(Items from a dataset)
* * *

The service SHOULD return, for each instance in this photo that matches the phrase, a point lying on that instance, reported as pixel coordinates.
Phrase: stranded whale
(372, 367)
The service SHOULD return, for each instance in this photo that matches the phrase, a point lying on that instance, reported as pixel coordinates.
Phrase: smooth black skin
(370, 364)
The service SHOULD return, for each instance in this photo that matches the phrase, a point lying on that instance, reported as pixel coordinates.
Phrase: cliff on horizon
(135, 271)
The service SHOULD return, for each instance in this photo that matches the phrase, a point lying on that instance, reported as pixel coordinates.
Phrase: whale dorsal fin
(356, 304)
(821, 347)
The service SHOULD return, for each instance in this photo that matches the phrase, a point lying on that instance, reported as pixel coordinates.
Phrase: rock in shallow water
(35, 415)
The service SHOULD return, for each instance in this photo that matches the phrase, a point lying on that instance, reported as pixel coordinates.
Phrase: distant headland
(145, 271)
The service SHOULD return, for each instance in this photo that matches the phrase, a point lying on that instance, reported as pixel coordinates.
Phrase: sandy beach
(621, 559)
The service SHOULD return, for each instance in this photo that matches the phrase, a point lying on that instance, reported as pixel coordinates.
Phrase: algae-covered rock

* * *

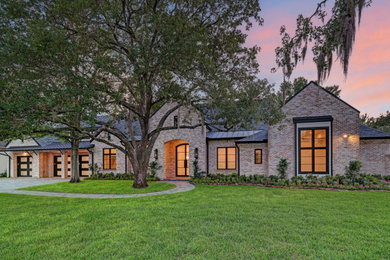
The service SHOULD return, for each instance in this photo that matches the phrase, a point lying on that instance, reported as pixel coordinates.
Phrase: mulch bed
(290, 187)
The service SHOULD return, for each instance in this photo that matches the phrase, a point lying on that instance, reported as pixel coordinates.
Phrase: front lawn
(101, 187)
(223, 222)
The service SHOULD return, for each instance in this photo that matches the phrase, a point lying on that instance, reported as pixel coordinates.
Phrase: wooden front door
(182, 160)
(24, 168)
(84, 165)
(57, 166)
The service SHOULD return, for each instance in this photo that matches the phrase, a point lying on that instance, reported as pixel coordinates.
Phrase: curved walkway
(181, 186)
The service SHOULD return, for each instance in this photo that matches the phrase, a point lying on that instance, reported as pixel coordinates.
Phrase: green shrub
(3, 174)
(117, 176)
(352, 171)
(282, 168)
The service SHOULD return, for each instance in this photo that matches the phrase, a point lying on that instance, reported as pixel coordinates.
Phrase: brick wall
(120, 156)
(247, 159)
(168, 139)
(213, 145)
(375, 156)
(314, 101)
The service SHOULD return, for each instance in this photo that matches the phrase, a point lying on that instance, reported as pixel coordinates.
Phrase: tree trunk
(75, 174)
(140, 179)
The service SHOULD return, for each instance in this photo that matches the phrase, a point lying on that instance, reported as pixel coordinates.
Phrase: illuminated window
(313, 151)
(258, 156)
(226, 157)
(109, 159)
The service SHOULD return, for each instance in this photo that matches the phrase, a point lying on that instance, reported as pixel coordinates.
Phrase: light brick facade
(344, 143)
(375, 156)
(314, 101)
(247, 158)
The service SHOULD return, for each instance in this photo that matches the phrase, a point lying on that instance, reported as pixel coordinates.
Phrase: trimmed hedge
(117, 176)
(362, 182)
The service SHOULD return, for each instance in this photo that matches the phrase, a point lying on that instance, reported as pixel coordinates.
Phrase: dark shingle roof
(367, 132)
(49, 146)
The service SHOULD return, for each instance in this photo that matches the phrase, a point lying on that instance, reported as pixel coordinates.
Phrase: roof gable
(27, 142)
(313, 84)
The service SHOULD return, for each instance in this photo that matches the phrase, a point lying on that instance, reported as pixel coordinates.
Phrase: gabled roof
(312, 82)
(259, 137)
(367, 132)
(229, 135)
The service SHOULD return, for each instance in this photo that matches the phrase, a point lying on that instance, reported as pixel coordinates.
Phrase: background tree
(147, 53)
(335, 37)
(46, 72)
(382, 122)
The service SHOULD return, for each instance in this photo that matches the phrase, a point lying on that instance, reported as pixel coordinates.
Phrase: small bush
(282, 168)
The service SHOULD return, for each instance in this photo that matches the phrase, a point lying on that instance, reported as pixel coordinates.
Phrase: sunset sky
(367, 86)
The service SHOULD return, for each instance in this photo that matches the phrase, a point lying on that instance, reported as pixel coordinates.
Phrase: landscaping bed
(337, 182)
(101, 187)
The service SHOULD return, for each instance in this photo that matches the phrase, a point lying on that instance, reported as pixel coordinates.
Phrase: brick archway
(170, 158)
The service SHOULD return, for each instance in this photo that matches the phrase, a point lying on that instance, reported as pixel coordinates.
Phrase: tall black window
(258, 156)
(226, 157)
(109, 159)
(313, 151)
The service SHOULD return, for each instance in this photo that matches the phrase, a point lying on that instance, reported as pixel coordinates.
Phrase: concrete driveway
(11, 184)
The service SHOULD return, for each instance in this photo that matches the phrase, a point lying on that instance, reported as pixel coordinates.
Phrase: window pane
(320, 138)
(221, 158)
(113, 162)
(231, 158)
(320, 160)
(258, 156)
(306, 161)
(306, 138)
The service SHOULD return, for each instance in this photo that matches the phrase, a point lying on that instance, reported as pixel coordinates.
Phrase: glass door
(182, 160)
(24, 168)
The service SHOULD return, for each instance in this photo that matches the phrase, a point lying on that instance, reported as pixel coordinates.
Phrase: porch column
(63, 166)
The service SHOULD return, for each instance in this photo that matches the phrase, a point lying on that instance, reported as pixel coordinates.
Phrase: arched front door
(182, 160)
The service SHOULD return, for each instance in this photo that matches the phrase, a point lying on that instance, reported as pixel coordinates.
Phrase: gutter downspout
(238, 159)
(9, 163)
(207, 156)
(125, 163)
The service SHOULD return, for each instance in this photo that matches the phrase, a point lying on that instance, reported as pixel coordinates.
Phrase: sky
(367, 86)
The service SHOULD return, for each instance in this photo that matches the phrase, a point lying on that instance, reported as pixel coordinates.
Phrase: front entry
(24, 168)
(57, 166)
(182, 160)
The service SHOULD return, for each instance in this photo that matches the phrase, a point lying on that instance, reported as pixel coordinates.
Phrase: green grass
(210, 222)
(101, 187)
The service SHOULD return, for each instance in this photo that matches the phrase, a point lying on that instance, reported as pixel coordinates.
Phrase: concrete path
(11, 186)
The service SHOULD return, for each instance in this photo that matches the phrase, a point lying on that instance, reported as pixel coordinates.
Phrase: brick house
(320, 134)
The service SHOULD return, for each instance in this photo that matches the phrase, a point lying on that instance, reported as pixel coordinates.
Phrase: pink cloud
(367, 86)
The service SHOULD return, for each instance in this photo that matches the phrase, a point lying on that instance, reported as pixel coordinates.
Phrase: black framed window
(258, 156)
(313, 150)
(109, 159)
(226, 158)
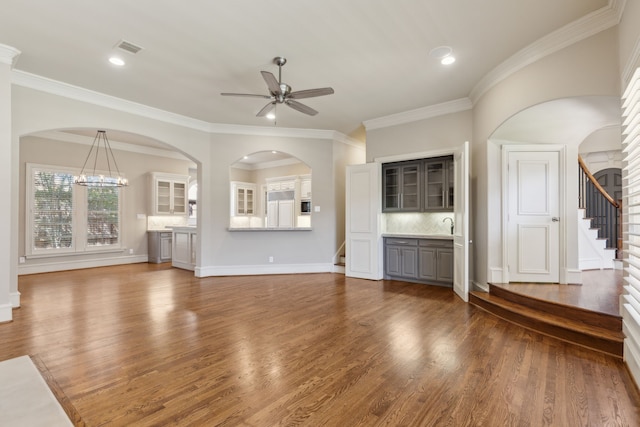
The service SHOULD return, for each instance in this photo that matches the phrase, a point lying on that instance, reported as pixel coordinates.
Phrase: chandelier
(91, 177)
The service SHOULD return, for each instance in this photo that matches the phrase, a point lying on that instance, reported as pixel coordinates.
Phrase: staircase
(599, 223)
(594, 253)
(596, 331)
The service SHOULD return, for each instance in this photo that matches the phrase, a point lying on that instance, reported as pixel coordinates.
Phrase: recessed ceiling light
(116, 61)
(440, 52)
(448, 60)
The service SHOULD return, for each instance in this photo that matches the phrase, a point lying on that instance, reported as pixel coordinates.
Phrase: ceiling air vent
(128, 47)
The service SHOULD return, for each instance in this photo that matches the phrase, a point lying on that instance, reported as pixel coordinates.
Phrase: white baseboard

* * *

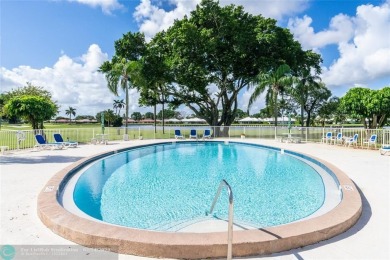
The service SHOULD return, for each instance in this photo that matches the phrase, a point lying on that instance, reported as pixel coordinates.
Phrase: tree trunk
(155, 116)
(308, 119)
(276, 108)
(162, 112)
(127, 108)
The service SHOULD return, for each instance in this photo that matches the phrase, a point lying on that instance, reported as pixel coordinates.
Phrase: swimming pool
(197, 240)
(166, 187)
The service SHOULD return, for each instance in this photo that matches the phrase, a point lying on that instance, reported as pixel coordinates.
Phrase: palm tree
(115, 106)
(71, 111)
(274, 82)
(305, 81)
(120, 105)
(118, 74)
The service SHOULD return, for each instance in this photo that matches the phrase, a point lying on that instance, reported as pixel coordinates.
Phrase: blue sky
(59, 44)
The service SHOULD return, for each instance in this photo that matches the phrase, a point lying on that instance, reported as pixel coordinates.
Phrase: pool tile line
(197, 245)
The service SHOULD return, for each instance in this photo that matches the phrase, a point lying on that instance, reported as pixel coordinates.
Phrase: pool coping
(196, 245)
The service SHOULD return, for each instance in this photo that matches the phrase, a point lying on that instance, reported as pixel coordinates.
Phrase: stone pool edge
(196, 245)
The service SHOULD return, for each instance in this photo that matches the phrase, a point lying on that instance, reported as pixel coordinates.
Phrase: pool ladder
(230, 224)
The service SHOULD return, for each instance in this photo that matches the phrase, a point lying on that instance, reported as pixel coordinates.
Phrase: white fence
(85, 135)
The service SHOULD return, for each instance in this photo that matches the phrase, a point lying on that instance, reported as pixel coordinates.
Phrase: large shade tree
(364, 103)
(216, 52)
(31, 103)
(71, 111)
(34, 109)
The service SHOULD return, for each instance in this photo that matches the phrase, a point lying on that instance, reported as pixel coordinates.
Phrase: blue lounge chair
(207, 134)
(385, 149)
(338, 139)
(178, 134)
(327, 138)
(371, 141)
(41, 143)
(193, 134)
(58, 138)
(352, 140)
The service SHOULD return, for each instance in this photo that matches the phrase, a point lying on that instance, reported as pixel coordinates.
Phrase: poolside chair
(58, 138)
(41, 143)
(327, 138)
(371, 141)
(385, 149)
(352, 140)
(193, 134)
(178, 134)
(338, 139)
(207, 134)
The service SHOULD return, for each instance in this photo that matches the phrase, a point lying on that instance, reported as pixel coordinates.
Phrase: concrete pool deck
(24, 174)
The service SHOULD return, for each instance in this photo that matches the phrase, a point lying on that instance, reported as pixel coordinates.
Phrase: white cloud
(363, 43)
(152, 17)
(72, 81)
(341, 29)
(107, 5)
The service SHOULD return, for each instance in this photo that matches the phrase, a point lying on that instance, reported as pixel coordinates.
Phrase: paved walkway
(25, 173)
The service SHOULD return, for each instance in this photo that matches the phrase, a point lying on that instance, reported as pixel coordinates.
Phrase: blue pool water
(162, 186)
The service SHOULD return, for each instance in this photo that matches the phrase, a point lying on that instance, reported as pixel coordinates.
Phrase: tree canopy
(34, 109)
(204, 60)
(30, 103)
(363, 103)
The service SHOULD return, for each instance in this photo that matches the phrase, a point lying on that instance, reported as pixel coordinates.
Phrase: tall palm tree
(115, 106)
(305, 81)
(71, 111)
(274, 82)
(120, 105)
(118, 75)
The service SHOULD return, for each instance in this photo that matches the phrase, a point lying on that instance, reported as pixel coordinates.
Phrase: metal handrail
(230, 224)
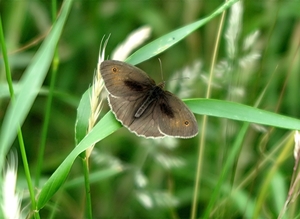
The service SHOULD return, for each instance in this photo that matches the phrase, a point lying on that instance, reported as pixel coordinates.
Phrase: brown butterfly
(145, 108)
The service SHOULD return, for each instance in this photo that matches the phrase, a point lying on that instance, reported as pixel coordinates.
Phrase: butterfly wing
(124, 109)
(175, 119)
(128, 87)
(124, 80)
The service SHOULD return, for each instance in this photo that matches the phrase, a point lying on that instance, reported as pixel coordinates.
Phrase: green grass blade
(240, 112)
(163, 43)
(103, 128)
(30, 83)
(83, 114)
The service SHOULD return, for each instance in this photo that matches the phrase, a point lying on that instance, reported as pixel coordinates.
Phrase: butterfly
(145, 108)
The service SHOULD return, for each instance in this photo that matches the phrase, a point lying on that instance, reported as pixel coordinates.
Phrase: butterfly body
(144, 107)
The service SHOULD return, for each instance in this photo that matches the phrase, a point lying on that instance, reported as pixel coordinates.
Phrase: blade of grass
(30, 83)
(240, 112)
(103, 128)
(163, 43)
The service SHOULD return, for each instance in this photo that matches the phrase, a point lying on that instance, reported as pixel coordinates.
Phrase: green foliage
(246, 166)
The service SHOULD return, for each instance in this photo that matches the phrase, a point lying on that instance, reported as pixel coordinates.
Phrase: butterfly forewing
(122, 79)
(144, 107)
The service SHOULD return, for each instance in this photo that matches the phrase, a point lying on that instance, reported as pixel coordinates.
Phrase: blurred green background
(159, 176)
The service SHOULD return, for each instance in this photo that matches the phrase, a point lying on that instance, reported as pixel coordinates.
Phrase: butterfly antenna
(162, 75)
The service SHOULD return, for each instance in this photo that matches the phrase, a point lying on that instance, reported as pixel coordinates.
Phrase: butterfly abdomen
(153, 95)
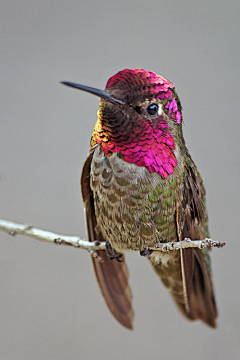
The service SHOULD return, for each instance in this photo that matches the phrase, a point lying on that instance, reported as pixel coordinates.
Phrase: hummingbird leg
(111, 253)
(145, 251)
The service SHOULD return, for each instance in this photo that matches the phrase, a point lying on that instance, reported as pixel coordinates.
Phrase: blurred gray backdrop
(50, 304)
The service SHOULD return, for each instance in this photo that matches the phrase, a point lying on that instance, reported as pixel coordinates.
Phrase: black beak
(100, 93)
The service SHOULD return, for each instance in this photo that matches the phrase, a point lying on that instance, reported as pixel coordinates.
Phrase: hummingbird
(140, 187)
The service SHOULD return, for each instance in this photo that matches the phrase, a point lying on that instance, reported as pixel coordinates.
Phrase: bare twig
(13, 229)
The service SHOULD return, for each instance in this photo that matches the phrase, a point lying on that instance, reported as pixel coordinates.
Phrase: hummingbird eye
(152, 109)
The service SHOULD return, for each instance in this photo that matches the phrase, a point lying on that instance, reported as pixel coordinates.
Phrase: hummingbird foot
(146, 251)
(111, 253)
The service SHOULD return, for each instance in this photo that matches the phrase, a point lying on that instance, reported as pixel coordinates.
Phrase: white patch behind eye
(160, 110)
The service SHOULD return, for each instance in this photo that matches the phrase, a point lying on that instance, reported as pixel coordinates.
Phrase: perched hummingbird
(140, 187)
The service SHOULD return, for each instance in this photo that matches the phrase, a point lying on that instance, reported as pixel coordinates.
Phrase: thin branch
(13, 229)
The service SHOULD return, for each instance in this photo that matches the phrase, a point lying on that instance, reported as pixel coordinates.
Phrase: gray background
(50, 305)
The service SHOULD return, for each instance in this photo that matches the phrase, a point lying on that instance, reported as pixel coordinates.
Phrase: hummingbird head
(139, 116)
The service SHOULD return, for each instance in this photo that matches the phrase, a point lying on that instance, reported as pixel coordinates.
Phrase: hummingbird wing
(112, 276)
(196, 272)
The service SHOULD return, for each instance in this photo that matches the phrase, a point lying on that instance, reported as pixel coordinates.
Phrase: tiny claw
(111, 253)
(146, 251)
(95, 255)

* * *

DIRECTIONS: Using the data above, print only the lines starting at the one with "Phrase: pink cloud" and ending at the one with "Phrase: white baseboard", exactly as they stand, minus the pictures.

SOLUTION TO THE EXERCISE:
Phrase: pink cloud
(367, 86)
The service SHOULD return, for each instance in this photo that matches the phrase, a point lying on that instance, reported as pixel coordinates.
Phrase: black framed window
(258, 156)
(313, 150)
(109, 159)
(226, 158)
The service SHOULD return, for each instance in this photo that matches the phrase, a point lying on that instance, reported as pixel coordinates.
Phrase: chandelier
(91, 177)
The service SHOULD return, for each instance in this photo that matches the phrase, a point lying on that instance, reported as pixel coordinates.
Phrase: staircase
(599, 223)
(594, 253)
(596, 331)
The service SHOULD return, for each instance in this photo that matches the phrase, a point lying on that instance, reported as pixel coordinates.
Phrase: recessed ceiling light
(116, 61)
(440, 52)
(448, 60)
The service SHOULD return, for each instance in this photo that matches the phrase, a point lying on that instance, reported as pixel coordinates.
Phrase: ceiling air vent
(128, 47)
The service SHOULD return, for each instance in this photo that matches the phrase, a point lying on that instance, reported as pixel coordinates.
Phrase: white baseboard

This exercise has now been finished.